--- PROVIDED DATA Enclosed Below ---

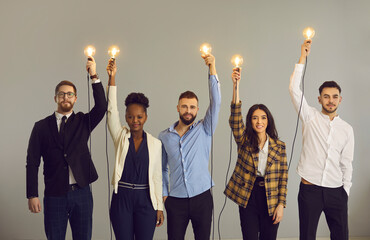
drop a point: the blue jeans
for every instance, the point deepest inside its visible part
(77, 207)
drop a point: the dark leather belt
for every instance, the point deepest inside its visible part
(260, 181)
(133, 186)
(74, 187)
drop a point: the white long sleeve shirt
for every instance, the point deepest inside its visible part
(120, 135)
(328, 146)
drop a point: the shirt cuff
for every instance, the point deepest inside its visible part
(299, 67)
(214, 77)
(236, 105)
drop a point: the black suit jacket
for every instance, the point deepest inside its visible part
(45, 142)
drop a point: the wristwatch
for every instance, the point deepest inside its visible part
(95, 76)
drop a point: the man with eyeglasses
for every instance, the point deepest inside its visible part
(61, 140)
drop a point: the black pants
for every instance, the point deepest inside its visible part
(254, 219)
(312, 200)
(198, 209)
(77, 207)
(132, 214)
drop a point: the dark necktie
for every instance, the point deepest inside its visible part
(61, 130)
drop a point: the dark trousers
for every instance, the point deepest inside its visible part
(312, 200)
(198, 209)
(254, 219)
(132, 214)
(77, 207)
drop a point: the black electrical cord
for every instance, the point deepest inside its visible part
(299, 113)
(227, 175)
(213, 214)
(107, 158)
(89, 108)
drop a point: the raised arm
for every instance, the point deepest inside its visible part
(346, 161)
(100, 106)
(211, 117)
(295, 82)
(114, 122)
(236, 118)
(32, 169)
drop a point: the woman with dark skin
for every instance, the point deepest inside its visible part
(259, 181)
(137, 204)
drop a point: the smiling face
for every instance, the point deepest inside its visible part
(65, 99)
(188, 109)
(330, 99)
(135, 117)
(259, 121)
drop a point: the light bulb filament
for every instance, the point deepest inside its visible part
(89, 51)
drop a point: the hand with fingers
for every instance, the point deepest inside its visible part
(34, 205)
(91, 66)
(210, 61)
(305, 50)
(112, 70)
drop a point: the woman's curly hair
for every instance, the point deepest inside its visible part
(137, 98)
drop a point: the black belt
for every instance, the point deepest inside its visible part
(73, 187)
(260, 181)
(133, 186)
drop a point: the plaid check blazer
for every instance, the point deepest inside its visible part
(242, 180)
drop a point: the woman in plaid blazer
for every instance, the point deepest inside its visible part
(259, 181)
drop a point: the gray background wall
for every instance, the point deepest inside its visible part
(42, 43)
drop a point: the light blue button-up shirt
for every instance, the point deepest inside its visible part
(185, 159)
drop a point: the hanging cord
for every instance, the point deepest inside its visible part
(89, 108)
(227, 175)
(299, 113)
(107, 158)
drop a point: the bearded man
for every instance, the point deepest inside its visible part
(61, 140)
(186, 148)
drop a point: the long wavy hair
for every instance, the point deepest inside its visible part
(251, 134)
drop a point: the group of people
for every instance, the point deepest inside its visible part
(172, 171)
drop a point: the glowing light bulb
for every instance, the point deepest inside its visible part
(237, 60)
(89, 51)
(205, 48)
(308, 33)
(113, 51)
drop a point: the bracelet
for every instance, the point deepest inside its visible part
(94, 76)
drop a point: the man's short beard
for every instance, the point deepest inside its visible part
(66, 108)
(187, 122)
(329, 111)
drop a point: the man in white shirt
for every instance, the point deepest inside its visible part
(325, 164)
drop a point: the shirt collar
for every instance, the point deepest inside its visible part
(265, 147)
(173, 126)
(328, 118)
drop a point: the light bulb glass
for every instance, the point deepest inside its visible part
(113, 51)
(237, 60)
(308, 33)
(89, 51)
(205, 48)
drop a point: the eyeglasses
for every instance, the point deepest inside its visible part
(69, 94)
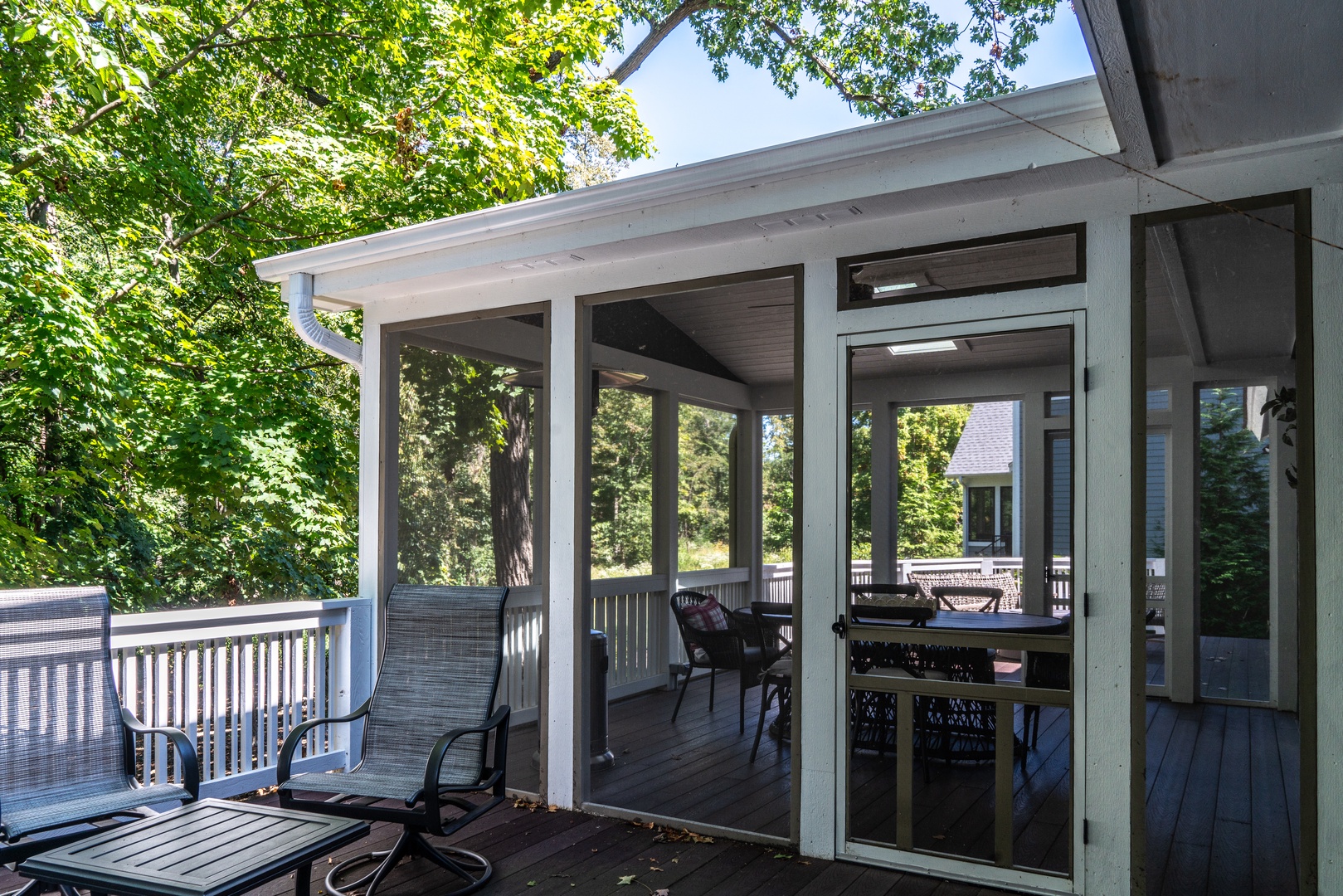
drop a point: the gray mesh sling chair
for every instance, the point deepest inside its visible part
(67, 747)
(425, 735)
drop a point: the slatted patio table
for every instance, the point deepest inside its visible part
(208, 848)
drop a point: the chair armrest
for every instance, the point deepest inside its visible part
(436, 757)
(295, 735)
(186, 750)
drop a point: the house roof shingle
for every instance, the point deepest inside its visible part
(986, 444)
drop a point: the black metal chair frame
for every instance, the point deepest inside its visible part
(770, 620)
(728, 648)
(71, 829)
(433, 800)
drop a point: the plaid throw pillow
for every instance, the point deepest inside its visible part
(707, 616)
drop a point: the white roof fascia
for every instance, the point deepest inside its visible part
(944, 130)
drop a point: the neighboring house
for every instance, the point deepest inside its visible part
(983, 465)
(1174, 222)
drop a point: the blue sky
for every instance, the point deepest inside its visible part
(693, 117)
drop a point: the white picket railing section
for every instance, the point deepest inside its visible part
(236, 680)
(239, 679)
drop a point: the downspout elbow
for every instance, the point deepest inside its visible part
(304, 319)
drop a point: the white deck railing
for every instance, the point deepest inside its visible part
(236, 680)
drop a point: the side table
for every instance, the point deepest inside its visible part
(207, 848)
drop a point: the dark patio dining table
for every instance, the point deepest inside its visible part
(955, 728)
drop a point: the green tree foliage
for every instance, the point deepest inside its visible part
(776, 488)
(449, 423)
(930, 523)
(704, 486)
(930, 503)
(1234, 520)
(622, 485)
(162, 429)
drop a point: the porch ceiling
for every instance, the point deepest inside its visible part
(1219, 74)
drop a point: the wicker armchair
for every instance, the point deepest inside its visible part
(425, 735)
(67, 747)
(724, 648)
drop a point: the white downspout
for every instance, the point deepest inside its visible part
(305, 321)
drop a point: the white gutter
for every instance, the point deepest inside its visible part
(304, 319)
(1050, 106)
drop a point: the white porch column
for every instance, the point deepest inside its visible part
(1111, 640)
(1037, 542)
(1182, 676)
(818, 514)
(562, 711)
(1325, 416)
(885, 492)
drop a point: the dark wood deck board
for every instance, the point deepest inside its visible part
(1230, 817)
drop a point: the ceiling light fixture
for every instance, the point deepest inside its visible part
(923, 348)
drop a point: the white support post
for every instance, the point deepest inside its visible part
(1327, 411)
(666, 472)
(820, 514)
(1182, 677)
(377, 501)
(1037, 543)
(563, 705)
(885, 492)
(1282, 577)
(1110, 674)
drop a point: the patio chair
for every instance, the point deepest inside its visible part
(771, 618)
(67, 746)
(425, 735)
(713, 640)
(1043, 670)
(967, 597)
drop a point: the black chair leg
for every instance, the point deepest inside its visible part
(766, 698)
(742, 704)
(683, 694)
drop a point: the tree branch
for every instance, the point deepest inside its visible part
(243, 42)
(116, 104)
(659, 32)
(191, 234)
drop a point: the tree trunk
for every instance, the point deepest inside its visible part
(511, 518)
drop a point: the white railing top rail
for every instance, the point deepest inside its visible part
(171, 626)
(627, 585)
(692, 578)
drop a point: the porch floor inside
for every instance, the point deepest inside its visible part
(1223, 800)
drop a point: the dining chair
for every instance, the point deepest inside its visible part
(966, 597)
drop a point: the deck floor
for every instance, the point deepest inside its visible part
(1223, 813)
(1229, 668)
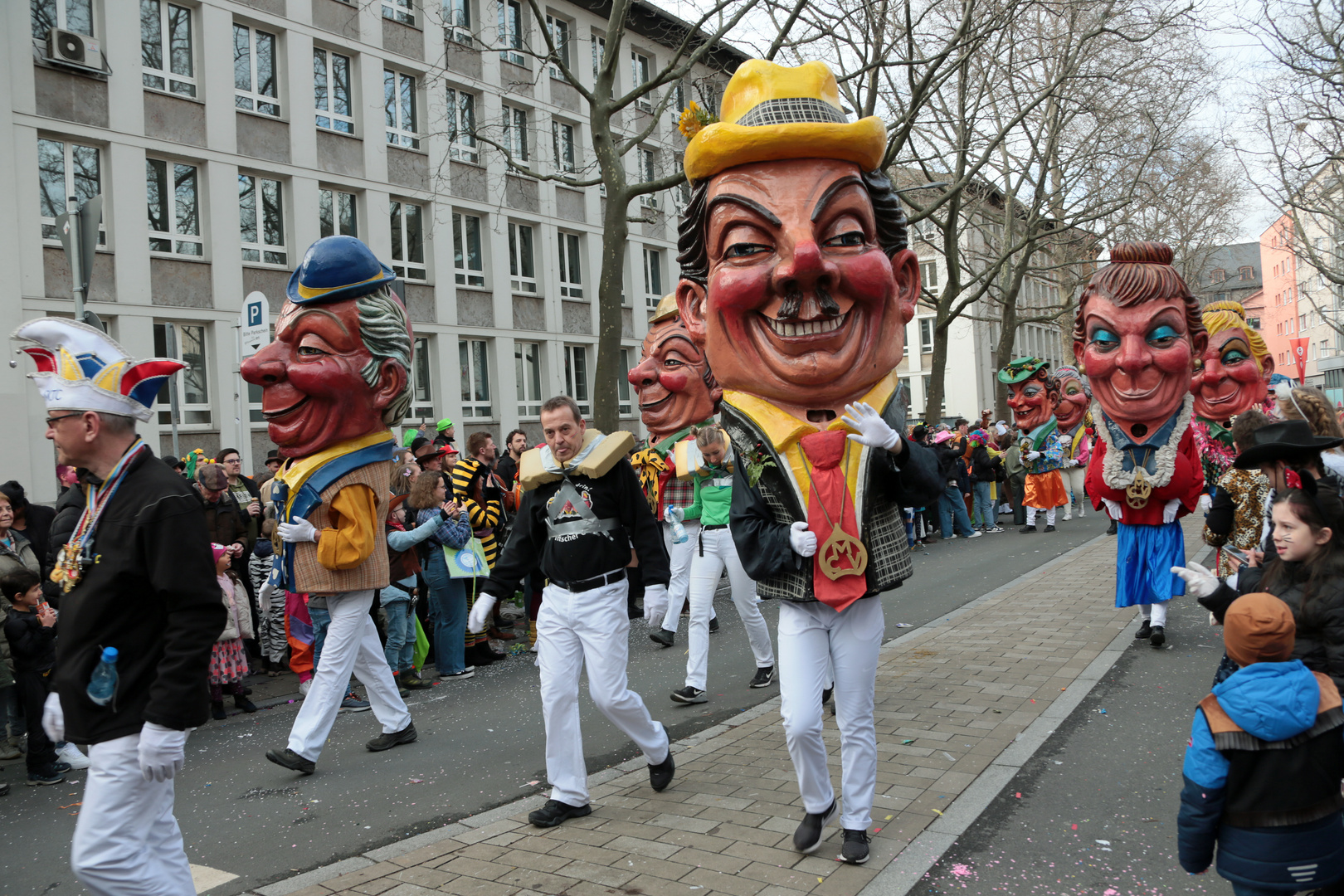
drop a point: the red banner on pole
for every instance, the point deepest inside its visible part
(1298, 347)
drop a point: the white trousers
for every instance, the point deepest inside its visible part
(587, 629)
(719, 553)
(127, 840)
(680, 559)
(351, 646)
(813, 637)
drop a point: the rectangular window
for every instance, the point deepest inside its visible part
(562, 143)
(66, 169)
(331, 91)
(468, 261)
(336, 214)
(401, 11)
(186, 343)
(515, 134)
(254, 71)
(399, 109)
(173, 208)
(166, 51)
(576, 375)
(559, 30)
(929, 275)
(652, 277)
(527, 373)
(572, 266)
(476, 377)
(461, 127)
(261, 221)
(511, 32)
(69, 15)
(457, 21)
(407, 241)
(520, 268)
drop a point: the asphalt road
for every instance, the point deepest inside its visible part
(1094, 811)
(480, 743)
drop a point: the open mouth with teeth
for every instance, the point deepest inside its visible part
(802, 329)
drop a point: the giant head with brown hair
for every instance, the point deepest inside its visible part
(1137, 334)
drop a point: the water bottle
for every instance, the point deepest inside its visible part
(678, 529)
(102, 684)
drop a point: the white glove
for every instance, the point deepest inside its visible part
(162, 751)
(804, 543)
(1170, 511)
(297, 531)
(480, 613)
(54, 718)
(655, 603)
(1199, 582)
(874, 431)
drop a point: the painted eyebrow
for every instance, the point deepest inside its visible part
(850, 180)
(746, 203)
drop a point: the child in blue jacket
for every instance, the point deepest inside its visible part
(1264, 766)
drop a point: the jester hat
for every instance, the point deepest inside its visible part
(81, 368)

--- End of Enclosed PROVIDED DATA ---

TASK PROMPT: Above are the records; repeat exactly the lines from the one holding "drop a point: the downspout elbow" down to the one holding "drop a point: the side table", end lines included.

YOUR SOLUTION:
drop a point: the downspout elbow
for every instance, the point deepest inside its visible part
(304, 319)
drop a point: the white deck railing
for every instance, the point deepest inside its visible part
(236, 680)
drop a point: the side table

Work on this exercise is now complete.